> Trecho apresentado

Em proveito da cidadania

ROBERTO ROMANO

AS FORMAS democráticas ainda não se firmaram no Brasil. A prudência exige cautela diante de um corpo institucional que adquiriu, por força de sua gênese e história, determinados costumes. A crônica de nosso Estado narra uma saga pouco republicana.
Ainda ontem, o futuro presidente do STF alertou o país sobre o caos legislativo. Boa parte da massa caótica se deve à promiscuidade entre os Poderes. Dos costumes deletérios trazidos pelas ditaduras Vargas e militar, temos o perene reforço do Executivo em prejuízo do Estado.
O Poder Moderador, um anacronismo se forem considerados os modelos estatais nascidos das revoluções democráticas modernas (Inglaterra, Estados Unidos, França), marcou a irresponsabilidade governante. Como controlava os demais Poderes, a vontade do imperador definia as leis.
Em contexto assim, não é de admirar que medidas excepcionais sejam prescritas na Carta de 1824 com as desculpas de "salus populi", invasão inimiga etc. O soberano domina a exceção, conforme seu arbítrio.

Entradas de marcação da posição de objetos

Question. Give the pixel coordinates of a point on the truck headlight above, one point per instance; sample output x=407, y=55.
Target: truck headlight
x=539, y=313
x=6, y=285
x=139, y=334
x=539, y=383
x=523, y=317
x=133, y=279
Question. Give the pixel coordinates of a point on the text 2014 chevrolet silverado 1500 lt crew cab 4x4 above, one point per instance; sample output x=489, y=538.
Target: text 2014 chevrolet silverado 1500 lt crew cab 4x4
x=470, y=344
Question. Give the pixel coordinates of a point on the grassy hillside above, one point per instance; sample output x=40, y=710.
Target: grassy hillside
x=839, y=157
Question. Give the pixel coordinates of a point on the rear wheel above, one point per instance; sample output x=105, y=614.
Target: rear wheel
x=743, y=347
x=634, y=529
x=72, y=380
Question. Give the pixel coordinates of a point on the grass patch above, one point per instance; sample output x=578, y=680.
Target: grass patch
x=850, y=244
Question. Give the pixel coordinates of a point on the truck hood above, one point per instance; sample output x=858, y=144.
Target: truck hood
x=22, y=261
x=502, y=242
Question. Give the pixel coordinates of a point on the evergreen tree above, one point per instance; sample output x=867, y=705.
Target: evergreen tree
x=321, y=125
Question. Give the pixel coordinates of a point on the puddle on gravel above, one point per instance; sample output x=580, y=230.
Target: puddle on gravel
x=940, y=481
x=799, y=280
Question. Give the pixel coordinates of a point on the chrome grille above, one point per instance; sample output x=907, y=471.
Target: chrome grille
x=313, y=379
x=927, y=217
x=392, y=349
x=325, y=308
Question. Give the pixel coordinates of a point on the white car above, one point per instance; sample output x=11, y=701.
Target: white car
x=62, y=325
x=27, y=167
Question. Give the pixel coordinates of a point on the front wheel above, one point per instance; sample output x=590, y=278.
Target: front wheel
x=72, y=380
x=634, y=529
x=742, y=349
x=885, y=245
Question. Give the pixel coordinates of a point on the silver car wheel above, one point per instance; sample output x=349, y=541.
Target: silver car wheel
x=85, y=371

> Descrição do problema
Responda com base no texto "Em proveito da cidadania":
(a) Quem alertou o país sobre o caos legislativo?
(b) De quais ditaduras vieram os costumes deletérios citados?
(c) Em qual Carta são prescritas medidas excepcionais?
As entradas são um material à parte, separado do texto.

> Resposta correta
(a) O futuro presidente do STF.
(b) Das ditaduras Vargas e militar.
(c) Na Carta de 1824.